**Excerpt provided**.
No, this never happened. The Palestinians have never tried to wipe Israel off the map. They've never had the means to do so.
Although if you're referring to Egypt in 1967 then if you look at the facts you'll see that it was Israel that provoked the build-up to the war, and Israel that began the war.
If you're talking about the Yom Kippur war in 1973 then there was no intention of wiping Israel off the map, but simply an attempt to recapture land stolen by Israel in 1967.FiveB247x wrote:As for your below question, I point to the IRA un-arming themselves to create a peace agreement which still exists today. Violence is not the answer. There are other forms of resistance and successful ways to gain international concensus, backing and improvements. It is very obvious, that when terrorists attack or do certain things, Israel responds with violence or similar. Whether you find the two unconnected is irrelevant. For Israel, they feel justified in reacted as such - so therefore, cutting out the violence will help stop Israel from doing such things in return. Once violence is stopped, a clearer and more serious talk can take place which would hopefully lead to a full peace for both sides. This is the basic and generic blueprint everyone has for the process. Anything else is considered distraction, counterproductive and against the grain.
So you're asking for Palestinians to lay down their arms but you make no such demands of the Israeli's?
And you still haven't answered my question with regards to how any of the violence from Palestinians in any way justifies, or neccesitates the occupation and the settlements.

**Required work**.
(a) In the forum post on the Israeli–Palestinian conflict, what example does the quoted writer give of a group laying down arms to reach peace?
(b) Write the next part of the forum post on the Israeli–Palestinian conflict, picking up after its last sentence.

Picture annotation entries:
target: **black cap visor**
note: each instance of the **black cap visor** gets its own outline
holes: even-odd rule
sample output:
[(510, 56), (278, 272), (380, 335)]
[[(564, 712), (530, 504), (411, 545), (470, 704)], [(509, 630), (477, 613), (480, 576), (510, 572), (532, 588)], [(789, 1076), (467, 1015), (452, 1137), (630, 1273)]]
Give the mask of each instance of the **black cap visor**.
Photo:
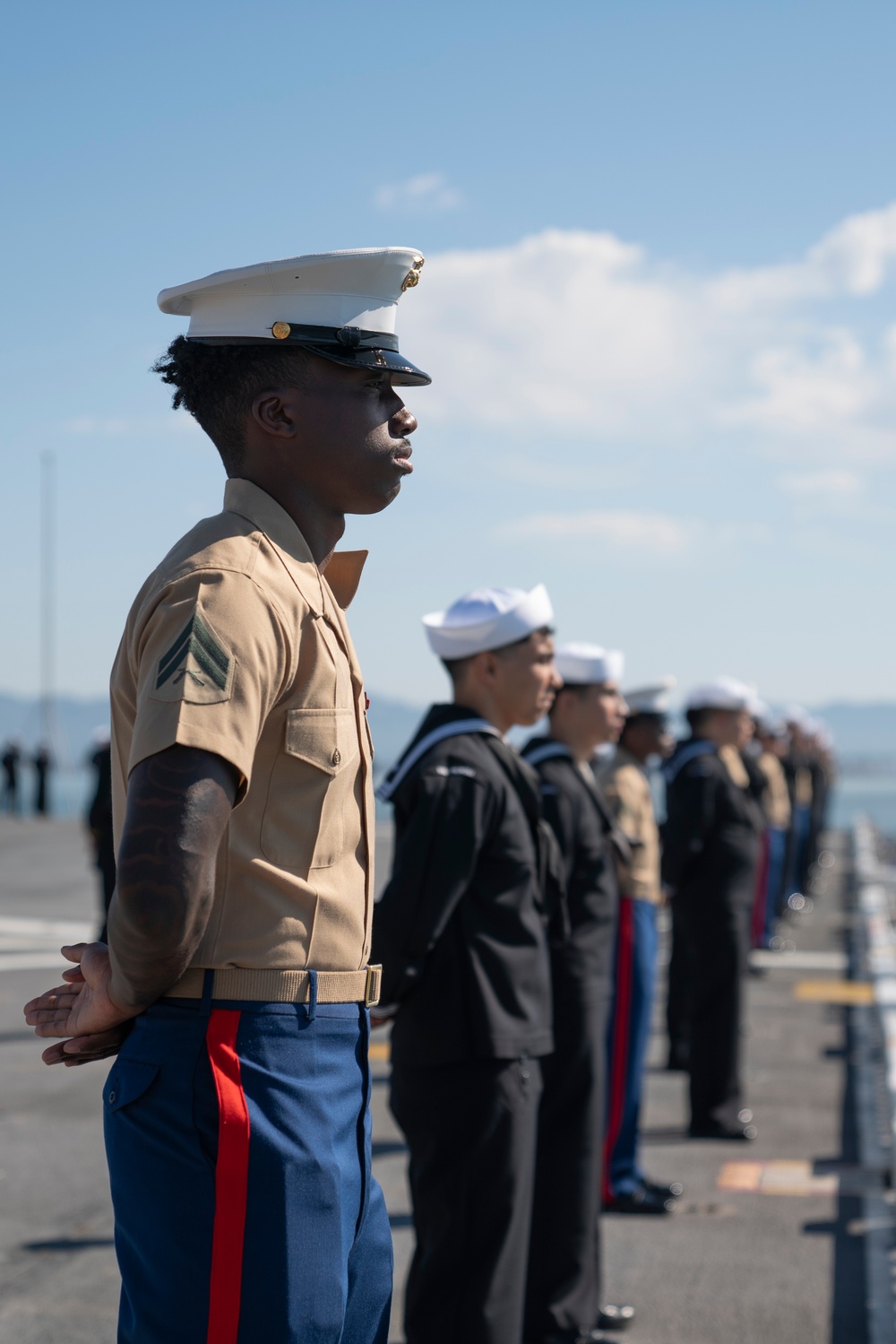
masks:
[(433, 379), (399, 352), (392, 332), (367, 332), (357, 327), (302, 327), (274, 323), (270, 336), (188, 336), (203, 345), (300, 347), (345, 368), (382, 368), (398, 387), (427, 387)]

**Answer set**.
(a) The IRA disarming to create a peace agreement that still exists today.

(b)
As regards non-violence:
Michael Neumann:
'It is sometimes supposed that the Palestinians should have adopted nonviolent resistance as their strategy; even that their "failure" to do so is some dark indication of their character. Such opinions are voiced in apparent ignorance of the fact that the Palestinians have always used a mixture of violent and nonviolent responses - petitions, strikes, marches. This means in part that many Palestinians have never resisted by any but nonviolent means. The results have been less than impressive. In addition, the entire first intifada, brutally suppressed, used forms of "violence" - so juvenile and tentative - kids throwing rocks - that they hardly deserve, in the face of the massive professional army thrown against them, that description.
Nonviolence has never "worked" in any politically relevant sense of the word, and there is no reason to suppose it ever will. It has never, largely on it's own strength, achieved the political objectives of those who employed it.
There are supposedly three major examples of successful nonviolence: Gandhi's independence movement, the U.S civil rights movement, and the South African campaigns against Apartheid. None of them performed as advertised.
Gandhi's nonviolence can't have been successful, because there was nothing he would have called a success. Gandhi's priorities may have shifted over time: he said that, if he changed his mind from one week to the next, it was because he had learned something in between. But it seems fair to say that he wanted independence from British rule, a united India, and nonviolence itself, and end to civil or ethnic strife on the Indian subcontinent. What he got was India 1947: partition, and one of the most horrifying outbursts of bloodshed and cruelty in the whole bloody, cruel history of the postwar world. These consequences alone would be sufficient to count his project as a tragic failure.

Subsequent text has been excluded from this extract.